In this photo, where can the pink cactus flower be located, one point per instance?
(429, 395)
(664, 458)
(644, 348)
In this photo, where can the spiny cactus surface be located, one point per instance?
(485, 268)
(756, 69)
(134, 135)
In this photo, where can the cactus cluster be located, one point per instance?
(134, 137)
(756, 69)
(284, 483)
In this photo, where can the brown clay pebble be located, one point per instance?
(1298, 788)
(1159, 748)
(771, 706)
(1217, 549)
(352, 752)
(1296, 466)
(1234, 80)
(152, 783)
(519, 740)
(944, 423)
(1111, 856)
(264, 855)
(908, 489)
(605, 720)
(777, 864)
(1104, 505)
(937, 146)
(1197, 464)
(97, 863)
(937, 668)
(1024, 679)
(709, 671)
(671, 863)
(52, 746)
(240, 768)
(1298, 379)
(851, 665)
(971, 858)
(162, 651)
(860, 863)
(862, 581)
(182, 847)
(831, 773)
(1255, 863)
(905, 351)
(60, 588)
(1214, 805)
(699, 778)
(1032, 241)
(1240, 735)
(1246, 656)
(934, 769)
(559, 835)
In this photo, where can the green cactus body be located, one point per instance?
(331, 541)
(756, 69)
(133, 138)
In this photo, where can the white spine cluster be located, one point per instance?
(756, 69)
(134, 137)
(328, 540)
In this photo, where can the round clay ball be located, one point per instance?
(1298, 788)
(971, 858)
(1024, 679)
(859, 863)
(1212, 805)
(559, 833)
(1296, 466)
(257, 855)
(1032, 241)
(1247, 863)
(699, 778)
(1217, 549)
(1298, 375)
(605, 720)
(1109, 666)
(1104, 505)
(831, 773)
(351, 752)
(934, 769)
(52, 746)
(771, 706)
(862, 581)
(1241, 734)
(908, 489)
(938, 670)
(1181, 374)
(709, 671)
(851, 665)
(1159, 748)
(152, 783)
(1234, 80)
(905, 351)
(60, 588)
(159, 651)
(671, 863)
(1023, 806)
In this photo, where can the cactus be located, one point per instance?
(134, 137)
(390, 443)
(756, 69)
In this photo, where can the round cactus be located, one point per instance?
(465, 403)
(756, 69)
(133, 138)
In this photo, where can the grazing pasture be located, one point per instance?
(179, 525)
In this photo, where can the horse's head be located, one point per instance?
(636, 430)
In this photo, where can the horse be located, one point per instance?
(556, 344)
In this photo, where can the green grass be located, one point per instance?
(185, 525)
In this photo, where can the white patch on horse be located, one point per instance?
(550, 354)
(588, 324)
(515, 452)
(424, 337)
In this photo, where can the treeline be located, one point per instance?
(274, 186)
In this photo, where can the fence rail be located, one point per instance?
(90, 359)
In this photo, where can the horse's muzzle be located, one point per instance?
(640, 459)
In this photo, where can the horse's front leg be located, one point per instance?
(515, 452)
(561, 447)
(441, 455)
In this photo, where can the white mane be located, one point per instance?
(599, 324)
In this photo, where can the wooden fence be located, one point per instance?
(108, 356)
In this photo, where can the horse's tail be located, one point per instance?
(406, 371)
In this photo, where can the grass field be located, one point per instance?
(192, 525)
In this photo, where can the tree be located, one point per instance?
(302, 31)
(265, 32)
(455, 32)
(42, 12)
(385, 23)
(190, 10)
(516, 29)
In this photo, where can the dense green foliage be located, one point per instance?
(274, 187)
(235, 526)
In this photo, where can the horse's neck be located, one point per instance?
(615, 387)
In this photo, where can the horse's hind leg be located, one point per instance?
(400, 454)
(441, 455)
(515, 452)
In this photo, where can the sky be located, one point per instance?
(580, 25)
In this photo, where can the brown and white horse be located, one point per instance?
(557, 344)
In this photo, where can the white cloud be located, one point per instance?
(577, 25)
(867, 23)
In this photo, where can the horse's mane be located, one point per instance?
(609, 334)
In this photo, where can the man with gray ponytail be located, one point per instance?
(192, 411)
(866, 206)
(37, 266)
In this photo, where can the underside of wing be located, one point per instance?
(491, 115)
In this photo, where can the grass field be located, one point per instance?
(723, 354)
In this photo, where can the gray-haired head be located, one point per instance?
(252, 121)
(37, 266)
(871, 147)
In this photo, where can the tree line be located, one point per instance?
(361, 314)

→ WRITTEN TASK:
Reproduce every one of the records above verbatim, keeping each line unchanged.

→ COMPLETE RESPONSE:
In this photo, where can the pink cactus flower be located, one point per instance?
(429, 395)
(664, 458)
(644, 348)
In this photo, where can the spiny cactus surface be located, one point per instance?
(485, 268)
(756, 69)
(134, 135)
In this photo, where can the cactus cluster be located, one point per instance?
(134, 137)
(756, 69)
(284, 483)
In this photo, where can the brown clay pebble be located, one point per instance?
(1298, 788)
(1159, 748)
(771, 706)
(1217, 549)
(352, 752)
(1296, 466)
(1234, 80)
(152, 783)
(519, 740)
(944, 423)
(1111, 856)
(264, 855)
(908, 489)
(605, 720)
(777, 864)
(1104, 505)
(937, 146)
(1197, 464)
(97, 863)
(937, 668)
(1024, 679)
(709, 671)
(671, 863)
(52, 746)
(240, 768)
(1298, 379)
(851, 665)
(971, 858)
(162, 651)
(860, 863)
(862, 581)
(182, 847)
(831, 773)
(1255, 863)
(905, 351)
(60, 588)
(1214, 805)
(699, 778)
(1032, 241)
(1240, 735)
(1246, 656)
(934, 769)
(559, 835)
In this photo, where can the green cactus body be located, one point per instance?
(331, 541)
(756, 69)
(133, 138)
In this photo, where can the white spine cluster be located, one point per instance?
(756, 69)
(134, 137)
(328, 540)
In this photo, where can the round clay ball be located, one point per instance?
(1298, 788)
(971, 858)
(1024, 679)
(859, 863)
(1212, 805)
(559, 833)
(1296, 466)
(257, 855)
(1032, 241)
(1247, 863)
(699, 778)
(1217, 549)
(1298, 375)
(605, 720)
(1109, 666)
(1104, 505)
(831, 773)
(351, 752)
(934, 769)
(52, 746)
(771, 706)
(862, 581)
(1241, 734)
(908, 489)
(938, 670)
(1181, 374)
(709, 671)
(851, 665)
(1159, 748)
(152, 783)
(1234, 80)
(905, 351)
(60, 588)
(159, 651)
(671, 863)
(1023, 806)
In this photo, where can the cactus be located, one point per instance?
(134, 137)
(390, 443)
(756, 69)
In this photo, where can the round cactus be located, one point per instance?
(465, 403)
(756, 69)
(133, 138)
In this photo, where can the grazing pasture be located, one point per instance?
(179, 525)
In this photo, where can the horse's head be located, one point per instance?
(636, 430)
In this photo, where can the horse be located, one point per instance?
(556, 344)
In this photo, where can the green grass be located, one point per instance?
(185, 525)
In this photo, where can the white patch on horse be located, one point per instance?
(550, 354)
(588, 324)
(515, 452)
(424, 337)
In this photo, where can the treeline be located, one point per instance?
(274, 186)
In this photo, where can the fence rail be located, one point per instance?
(90, 359)
In this photo, where can the horse's muzzle be located, one point per instance?
(640, 459)
In this photo, where can the horse's front leg be located, one point per instance?
(515, 452)
(561, 447)
(441, 455)
In this photo, where can the white mane be located, one point per instance?
(599, 324)
In this photo, where can the wooden fence be located, one point per instance?
(108, 356)
In this photo, where can the horse's tail be located, one point per instance?
(406, 371)
In this photo, where can the grass field be located, one point per instance?
(192, 525)
In this photo, where can the tree be located, one point per instance?
(302, 31)
(265, 32)
(455, 32)
(42, 12)
(385, 23)
(190, 10)
(516, 29)
In this photo, where can the dense green foliage be located, one point per instance?
(274, 187)
(235, 526)
In this photo, where can the horse's neck be located, one point per instance?
(615, 387)
In this photo, where can the horse's hind leg be located, one point per instance?
(400, 454)
(441, 455)
(515, 452)
In this photo, where can the sky be located, one point per instance?
(580, 25)
In this photo, where can the brown and white horse be located, one point per instance?
(557, 344)
In this photo, where can the white cloud be located, one point per instance?
(577, 25)
(867, 23)
In this photo, where can the horse's mane be located, one point per instance?
(609, 334)
In this photo, where can the man with gray ponytail be located, one point per instance?
(192, 411)
(866, 206)
(37, 266)
In this photo, where can the underside of wing be located, one point per instance?
(491, 115)
In this photo, where can the grass field be located, one point per instance?
(723, 354)
In this photo, where can the gray-haired head be located, one point per instance?
(252, 121)
(37, 266)
(871, 147)
In this photo, where can the tree line be located, one point per instance?
(361, 314)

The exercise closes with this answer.